Clearly, the disciplined environment fuelled Bergman’s creativity, and it’s a surprise more artists don’t follow his lead. After all, in the writing of this paragraph alone, I’ve already checked Twitter twice and accidentally liked a stranger’s Instagram post. Yet Faro Island has its own barriers, not least the lack of resources or, in some cases, running water. Ullmann, in 2001, was quizzed about her marriage to Bergman. “Five years on that miserable dark island,” she recalled. “I thought I was dragged down.”

ESCAPE FROM HOLLYWOOD
Despite Faro Island’s scenic qualities, it’s been the setting of surprisingly few non-Bergman films. Andrei Tarkovsky tried, and failed, to secure permission to shoot there for 1986’s The Sacrifice. Even Ullmann’s 2002 drama Faithless, one of the notable exceptions, credits its screenplay solely to Bergman.
Nevertheless, that’s set to change. An early contender for the best movie of 2019 already has a name, and it’s Bergman Island. Mia Hansen-Løve wrote the script in 2016 on a visit to Bergman’s neighbourhood, possibly accompanied by her husband, Olivier Assayas, and it’s scheduled to shoot this summer at the very same spot with a cast led by Greta Gerwig, John Turturro and Mia Wasikowska.
As for the plot of Bergman Island, it’s a doozy. A filmmaking couple visit Faro Island to write their respective screenplays but, as the official synopsis promises, “the lines between reality and fiction start to blur against the island’s wild landscape.” Assayas’ new movie, incidentally, is called Non-Fiction. Bergman, no doubt, would be delighted with the association.

BEYOND THE CREDITS
I’m a total sceptic when it comes to the afterlife, but I like to imagine that Bergman’s spirit will be present throughout Hansen-Løve’s movie. I don’t mean that Gerwig will be playing chess with the Grim Reaper or that her face will merge Persona-style with Wasikowska’s (though I’d love to see that, too). It’s just that, Bergman truly felt haunted by ghosts on the island. “I never experienced bright light as anything friendly but as something frightening,” he admits in Bergman Island. It’s why in films like Wild Strawberries, he says, the spirits appear in daylight. It’s an observation that occurred to me when rewatching Through a Glass Darkly – when Karin falls ill, she despairs, “The light is so strong!”

**ASSIGNED TASK 1:**
In the article about Bergman and Faro Island, which director tried and failed to get permission to film on the island, and for which movie?
**ASSIGNED TASK 2:**
Extend the article about Bergman and Faro Island by writing the passage that follows its last sentence.

**DATASET RECORDS:**
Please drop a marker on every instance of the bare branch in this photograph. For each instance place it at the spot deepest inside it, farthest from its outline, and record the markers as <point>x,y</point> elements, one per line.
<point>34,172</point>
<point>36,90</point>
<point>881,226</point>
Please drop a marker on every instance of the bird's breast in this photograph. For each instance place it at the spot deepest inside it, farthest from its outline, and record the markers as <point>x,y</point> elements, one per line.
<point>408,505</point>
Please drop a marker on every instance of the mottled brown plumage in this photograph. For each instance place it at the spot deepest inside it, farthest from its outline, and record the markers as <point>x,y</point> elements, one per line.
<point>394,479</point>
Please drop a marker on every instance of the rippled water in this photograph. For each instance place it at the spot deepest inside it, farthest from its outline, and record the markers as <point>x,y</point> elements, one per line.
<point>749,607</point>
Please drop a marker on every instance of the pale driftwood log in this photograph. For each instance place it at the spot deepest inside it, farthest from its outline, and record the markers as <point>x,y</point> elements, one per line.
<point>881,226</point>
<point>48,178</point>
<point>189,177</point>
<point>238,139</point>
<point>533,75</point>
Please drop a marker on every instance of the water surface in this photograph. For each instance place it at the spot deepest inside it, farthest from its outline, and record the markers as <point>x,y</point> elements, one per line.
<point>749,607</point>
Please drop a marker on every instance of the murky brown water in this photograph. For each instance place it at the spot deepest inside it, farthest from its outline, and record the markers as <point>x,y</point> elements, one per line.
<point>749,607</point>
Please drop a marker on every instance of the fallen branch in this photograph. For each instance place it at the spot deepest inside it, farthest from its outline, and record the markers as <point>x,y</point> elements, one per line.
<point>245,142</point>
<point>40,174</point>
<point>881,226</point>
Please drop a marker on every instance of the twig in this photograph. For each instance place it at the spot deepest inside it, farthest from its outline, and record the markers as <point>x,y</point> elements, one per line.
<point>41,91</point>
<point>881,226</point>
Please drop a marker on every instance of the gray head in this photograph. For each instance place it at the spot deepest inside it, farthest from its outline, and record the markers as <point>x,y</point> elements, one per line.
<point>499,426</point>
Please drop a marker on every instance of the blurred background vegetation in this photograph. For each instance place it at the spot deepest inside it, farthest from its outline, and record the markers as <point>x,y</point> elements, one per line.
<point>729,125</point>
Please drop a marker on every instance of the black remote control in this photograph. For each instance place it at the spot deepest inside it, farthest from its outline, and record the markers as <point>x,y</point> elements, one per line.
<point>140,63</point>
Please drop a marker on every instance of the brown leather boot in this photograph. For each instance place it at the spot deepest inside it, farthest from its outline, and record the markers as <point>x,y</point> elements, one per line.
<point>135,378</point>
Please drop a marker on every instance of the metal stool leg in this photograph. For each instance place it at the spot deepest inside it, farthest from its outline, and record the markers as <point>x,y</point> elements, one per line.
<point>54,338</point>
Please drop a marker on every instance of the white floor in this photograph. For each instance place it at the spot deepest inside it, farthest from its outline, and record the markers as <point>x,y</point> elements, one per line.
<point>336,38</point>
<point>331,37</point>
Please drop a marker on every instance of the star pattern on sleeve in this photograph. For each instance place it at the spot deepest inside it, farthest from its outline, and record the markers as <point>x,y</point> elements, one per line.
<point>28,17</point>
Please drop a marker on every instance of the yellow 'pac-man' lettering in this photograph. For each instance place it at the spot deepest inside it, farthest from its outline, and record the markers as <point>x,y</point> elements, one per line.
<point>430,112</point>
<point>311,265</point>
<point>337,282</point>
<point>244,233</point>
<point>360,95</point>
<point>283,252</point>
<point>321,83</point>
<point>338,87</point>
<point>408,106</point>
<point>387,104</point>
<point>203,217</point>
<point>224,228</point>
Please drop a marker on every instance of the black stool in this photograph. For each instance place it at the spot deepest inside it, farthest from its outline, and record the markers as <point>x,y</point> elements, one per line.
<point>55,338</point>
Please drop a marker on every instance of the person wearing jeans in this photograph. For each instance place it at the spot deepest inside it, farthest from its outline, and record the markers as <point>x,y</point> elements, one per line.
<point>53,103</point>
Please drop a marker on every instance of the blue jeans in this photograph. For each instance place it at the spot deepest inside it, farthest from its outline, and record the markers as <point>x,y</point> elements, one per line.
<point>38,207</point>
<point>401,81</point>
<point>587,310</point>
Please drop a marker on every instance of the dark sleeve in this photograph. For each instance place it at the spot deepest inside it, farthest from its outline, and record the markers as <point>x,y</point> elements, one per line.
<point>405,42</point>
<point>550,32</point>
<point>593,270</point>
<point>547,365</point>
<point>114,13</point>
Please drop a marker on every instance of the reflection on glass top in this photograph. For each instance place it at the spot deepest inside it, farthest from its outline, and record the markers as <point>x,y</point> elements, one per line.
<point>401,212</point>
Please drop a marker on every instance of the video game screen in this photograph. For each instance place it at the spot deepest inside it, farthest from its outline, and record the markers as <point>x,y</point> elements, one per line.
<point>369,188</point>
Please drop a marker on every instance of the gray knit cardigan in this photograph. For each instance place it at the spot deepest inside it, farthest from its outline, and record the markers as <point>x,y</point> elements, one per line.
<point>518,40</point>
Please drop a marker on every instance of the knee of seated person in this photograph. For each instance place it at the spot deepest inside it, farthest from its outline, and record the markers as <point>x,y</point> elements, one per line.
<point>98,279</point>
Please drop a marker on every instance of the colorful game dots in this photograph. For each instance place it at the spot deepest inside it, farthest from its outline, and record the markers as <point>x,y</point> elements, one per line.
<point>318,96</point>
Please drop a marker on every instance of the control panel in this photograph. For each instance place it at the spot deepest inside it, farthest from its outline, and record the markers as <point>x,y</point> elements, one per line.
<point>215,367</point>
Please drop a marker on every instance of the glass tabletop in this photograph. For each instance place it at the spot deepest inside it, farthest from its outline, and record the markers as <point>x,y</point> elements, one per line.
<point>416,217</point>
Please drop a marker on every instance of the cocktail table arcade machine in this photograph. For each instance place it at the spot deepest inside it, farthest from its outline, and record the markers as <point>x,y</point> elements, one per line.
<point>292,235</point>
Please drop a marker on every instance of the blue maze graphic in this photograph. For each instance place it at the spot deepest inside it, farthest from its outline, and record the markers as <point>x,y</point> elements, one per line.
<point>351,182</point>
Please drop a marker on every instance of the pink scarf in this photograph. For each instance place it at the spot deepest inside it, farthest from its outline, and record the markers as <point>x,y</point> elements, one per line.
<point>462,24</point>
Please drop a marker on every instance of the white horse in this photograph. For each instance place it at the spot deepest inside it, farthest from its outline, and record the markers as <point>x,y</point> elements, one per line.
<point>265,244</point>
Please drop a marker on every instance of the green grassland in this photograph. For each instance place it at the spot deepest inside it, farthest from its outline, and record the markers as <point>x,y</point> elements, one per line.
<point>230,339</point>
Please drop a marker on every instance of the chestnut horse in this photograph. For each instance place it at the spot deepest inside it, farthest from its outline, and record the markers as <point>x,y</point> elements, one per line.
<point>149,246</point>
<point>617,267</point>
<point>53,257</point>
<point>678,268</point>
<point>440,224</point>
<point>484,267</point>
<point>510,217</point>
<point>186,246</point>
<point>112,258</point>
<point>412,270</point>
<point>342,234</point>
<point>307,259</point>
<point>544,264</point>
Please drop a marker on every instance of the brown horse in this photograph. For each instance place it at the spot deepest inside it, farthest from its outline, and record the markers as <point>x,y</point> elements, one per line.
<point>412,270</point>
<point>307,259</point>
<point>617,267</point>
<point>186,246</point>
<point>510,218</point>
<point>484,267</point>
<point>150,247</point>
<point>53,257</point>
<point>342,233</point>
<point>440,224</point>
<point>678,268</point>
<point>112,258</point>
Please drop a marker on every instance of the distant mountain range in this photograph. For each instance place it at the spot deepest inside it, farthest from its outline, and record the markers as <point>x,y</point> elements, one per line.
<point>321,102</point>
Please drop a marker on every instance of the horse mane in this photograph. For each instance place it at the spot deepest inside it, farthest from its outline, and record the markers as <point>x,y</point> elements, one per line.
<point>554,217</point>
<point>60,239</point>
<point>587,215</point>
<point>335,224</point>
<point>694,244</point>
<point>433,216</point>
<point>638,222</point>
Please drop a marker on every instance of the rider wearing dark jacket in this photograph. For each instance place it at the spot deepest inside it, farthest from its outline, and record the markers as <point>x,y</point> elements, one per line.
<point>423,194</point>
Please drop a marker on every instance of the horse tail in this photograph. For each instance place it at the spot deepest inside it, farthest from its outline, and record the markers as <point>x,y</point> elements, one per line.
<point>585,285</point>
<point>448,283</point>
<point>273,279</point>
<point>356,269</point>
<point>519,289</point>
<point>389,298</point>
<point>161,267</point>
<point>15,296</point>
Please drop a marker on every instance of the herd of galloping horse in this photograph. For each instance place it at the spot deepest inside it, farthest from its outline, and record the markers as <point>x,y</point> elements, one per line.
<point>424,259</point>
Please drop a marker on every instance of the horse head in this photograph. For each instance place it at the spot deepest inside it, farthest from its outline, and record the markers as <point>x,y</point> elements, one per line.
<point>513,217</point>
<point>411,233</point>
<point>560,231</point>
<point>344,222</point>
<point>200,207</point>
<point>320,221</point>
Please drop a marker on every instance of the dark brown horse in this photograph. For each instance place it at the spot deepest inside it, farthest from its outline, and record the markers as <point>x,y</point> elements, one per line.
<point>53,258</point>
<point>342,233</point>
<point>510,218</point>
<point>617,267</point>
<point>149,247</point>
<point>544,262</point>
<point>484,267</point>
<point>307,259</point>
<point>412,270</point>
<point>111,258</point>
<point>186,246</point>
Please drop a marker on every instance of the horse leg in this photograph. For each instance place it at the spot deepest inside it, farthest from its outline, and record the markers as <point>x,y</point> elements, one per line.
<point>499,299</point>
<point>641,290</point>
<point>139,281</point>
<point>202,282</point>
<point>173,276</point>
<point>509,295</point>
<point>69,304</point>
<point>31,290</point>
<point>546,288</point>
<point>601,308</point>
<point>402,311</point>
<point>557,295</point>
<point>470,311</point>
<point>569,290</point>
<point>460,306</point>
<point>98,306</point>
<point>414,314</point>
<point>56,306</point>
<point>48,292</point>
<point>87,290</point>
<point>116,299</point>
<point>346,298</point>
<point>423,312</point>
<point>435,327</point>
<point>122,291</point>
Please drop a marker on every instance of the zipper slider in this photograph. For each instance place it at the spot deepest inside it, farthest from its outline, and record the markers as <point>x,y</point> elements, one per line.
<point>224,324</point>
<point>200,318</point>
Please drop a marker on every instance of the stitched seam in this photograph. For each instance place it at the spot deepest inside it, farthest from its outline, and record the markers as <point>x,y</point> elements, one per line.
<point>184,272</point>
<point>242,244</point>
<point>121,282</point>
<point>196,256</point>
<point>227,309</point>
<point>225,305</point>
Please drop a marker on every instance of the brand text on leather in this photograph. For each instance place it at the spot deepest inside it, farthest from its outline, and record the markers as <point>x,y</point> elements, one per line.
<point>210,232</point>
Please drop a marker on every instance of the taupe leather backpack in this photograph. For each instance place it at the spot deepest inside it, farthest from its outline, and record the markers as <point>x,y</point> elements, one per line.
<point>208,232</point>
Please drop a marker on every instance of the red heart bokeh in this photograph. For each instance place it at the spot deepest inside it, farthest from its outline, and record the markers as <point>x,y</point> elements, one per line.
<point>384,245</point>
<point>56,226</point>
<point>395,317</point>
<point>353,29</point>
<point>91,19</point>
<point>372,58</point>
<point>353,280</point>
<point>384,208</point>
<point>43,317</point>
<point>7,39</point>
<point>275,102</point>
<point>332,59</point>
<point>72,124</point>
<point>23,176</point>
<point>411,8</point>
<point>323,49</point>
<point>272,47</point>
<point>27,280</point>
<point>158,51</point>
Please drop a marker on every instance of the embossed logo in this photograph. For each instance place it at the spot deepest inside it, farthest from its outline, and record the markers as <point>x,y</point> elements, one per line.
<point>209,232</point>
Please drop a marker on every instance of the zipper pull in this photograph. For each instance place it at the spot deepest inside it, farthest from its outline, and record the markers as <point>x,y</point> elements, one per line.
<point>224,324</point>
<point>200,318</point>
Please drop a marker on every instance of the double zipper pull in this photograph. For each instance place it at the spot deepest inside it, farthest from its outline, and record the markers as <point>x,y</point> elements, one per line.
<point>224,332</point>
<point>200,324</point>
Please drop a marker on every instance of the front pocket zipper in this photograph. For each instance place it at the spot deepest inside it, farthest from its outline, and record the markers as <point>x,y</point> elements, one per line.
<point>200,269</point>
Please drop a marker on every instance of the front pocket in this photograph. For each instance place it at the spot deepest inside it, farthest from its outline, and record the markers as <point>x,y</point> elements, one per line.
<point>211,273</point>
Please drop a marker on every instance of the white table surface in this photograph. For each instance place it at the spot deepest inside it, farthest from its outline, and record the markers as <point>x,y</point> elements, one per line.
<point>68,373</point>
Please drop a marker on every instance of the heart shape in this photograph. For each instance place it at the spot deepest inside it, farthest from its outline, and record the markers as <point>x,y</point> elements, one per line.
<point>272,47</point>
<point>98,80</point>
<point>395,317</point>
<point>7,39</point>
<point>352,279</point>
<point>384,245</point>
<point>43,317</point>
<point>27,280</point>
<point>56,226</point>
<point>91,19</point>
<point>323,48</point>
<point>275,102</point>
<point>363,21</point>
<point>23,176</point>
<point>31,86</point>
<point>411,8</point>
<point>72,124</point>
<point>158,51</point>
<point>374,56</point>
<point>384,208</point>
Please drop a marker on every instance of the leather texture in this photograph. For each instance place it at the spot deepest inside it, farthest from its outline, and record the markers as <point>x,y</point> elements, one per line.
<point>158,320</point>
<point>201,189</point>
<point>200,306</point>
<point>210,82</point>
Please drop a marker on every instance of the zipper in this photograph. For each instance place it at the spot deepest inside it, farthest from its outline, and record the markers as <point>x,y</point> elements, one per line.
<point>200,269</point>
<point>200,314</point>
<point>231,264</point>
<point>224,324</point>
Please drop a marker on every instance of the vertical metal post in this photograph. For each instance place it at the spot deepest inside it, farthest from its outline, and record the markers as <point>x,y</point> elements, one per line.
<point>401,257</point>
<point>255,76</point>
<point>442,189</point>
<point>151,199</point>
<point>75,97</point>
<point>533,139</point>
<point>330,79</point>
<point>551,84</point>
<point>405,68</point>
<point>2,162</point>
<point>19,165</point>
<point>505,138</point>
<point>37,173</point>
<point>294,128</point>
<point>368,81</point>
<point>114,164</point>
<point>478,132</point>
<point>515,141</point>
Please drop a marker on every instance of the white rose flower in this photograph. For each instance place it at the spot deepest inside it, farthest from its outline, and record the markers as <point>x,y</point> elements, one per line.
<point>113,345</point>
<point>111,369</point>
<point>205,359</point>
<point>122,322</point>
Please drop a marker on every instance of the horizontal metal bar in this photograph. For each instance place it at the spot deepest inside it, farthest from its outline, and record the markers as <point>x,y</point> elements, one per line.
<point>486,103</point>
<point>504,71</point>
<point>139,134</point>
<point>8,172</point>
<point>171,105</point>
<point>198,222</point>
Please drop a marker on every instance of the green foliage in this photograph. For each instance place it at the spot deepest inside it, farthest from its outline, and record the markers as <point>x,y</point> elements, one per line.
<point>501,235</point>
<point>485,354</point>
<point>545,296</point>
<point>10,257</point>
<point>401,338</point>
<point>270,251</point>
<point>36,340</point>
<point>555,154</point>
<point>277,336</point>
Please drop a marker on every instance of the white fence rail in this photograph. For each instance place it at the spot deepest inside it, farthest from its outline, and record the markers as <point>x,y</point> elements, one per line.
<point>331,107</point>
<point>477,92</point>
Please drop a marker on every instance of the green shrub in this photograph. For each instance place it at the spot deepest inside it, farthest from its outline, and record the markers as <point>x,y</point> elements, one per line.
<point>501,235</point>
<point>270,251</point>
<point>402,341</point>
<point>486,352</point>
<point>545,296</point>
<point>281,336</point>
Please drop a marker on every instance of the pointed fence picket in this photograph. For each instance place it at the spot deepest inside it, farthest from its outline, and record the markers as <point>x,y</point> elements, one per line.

**REPLY 1:**
Andrei Tarkovsky, for his 1986 film The Sacrifice.

**REPLY 2:**
Bergman made two documentaries about Faro in 1969 and 1979. In the latter, Faro Document 1979, he laments the island’s dwindling population and the lack of help from authorities. “Hopefully, the next Faro Document will be completed in 1989,” he concludes. “It will be interesting to see if we’re still around.” For the most part, Bergman still spent his winters in Stockholm. But in 2004, he sold his city apartment and became a full-time islander. He didn’t leave Faro during his final years, and he’s still there now – his body is buried at a graveyard next to the remains of his fifth wife, Ingrid von Rosen.
Later in Bergman Island, the director admits, “Not a day has gone by in my life when I haven't thought about death.” I mean, same, but a filmography that includes The Seventh Seal and Wild Strawberries is a cry for help. Still, the island eased Bergman’s mourning process when von Rosen, his wife of 22 years, died in 1995. “I feel Ingrid’s presence, especially here on Faro, acutely,” he informs Nyreröd, “In actual death, maybe Ingrid is waiting for me, and she’ll come to see me.”
The filmmaker notoriously romanced the female stars of his movies, but he also worshipped the ground they walked on. His relationships before Ingrid rarely lasted more than a few years; his love affair with Faro was eternal. Bergman may be gone, but the films, and the island, are forever.
Ingmar Bergman season is on January through March at the BFI.